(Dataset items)
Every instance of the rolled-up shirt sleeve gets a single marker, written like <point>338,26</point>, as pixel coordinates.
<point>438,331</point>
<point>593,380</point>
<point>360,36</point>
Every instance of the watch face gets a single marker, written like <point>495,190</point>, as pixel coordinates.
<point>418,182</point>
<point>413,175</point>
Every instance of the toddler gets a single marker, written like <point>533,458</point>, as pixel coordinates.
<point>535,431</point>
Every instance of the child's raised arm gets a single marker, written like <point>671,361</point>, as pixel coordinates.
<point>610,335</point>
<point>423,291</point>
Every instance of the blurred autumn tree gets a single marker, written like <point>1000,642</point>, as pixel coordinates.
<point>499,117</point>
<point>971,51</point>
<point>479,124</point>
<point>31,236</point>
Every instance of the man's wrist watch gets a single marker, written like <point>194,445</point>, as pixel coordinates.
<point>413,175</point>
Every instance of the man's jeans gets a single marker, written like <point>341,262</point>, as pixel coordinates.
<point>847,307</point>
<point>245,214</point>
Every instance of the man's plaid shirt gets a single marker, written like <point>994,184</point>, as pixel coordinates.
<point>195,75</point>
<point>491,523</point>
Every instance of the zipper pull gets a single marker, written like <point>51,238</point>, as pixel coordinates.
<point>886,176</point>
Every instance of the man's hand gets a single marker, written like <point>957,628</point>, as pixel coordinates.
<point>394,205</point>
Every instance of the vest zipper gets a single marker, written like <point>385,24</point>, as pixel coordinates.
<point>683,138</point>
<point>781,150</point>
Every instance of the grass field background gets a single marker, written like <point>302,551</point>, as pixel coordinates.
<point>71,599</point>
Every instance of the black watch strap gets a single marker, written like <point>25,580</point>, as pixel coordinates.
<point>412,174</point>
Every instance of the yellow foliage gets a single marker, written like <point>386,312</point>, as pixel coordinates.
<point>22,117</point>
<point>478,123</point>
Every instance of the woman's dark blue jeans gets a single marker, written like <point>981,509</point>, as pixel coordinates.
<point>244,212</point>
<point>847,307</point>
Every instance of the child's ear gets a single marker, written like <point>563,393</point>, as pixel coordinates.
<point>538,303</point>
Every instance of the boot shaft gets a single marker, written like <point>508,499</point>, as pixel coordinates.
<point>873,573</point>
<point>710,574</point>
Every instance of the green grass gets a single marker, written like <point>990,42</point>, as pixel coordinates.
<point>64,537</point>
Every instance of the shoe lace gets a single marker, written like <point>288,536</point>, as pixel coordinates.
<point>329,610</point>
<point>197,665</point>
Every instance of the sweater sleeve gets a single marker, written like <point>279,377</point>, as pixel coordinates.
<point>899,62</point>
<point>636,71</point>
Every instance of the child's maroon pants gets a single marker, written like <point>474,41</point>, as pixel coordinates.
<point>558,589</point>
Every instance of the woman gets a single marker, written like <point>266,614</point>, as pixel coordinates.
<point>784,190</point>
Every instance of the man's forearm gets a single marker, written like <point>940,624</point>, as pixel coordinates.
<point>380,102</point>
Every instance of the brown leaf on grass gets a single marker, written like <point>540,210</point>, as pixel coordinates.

— TASK DETAILS —
Every entry is to be printed exactly as given.

— TASK ANSWER —
Every instance of the rolled-up shirt sleeve gets a single marker, written like <point>338,26</point>, as pixel coordinates.
<point>438,331</point>
<point>593,380</point>
<point>360,36</point>
Every instance of the watch face gets a single marker, written like <point>495,190</point>, as pixel coordinates.
<point>418,182</point>
<point>413,175</point>
Every instance of the toddler gets a single marker, written like <point>533,458</point>, as pixel coordinates.
<point>535,431</point>
Every instance of the child's raised arm gets a single marker, written like <point>671,361</point>, as pixel coordinates.
<point>610,335</point>
<point>423,291</point>
Every instance of the blurred autumn tree gets a single marker, written like <point>1000,642</point>, as pixel coordinates.
<point>499,117</point>
<point>971,51</point>
<point>479,124</point>
<point>31,236</point>
Every instance of the man's wrist watch gets a single marker, written like <point>194,445</point>, as pixel coordinates.
<point>413,175</point>
Every instance of the man's jeans gets a single marker, written like <point>341,262</point>, as pixel coordinates.
<point>847,307</point>
<point>245,214</point>
Every instance of the man's plaid shirt gets a single marker, written like <point>994,184</point>, as pixel coordinates.
<point>195,75</point>
<point>491,523</point>
Every instance of the zipper pull gets a single marker, written like <point>51,238</point>, as pixel coordinates.
<point>886,176</point>
Every instance of the man's hand gets a single marker, written like <point>957,628</point>, as pixel coordinates.
<point>394,205</point>
Every instance of the vest zipper gets a single marker, written like <point>385,24</point>, as pixel coordinates.
<point>683,138</point>
<point>781,150</point>
Every instance of the grass field background gets a single marker, written like <point>302,551</point>, as pixel coordinates.
<point>71,599</point>
Every instance of the black watch strap gets a single marker, written like <point>25,580</point>, as pixel coordinates.
<point>412,174</point>
Every instance of the yellow foliage gets a single marker, written like <point>386,312</point>, as pixel coordinates.
<point>22,117</point>
<point>478,123</point>
Every instance of the woman's dark blue jeans gets a single marker, written like <point>981,509</point>, as pixel coordinates.
<point>244,212</point>
<point>847,307</point>
Every instance of the child's ear gets a single marker, written like <point>563,393</point>, as pixel coordinates.
<point>538,303</point>
Every instance of the boot shaft gets a single marker, written like <point>508,499</point>, as pixel coordinates.
<point>873,573</point>
<point>710,574</point>
Every instance of the green grass gets a single marker, written like <point>990,42</point>, as pixel coordinates.
<point>64,537</point>
Every instance of the shoe lace gets a single marker, written like <point>288,536</point>, as pixel coordinates.
<point>329,610</point>
<point>197,665</point>
Every instance of the sweater sleeve gets a single marker, written like <point>279,377</point>, as pixel coordinates.
<point>899,62</point>
<point>636,71</point>
Every instance of the child's maroon pants gets a single marker, written like <point>474,41</point>, as pixel coordinates.
<point>558,589</point>
Every instance of the woman gets a single marker, written like <point>266,614</point>, as pixel coordinates.
<point>784,190</point>
Every instance of the man's forearm gets a single marker, written like <point>940,624</point>, as pixel coordinates.
<point>380,102</point>
Every instance of the brown leaf on grass gets a single marker, written like <point>540,210</point>, as pixel coordinates.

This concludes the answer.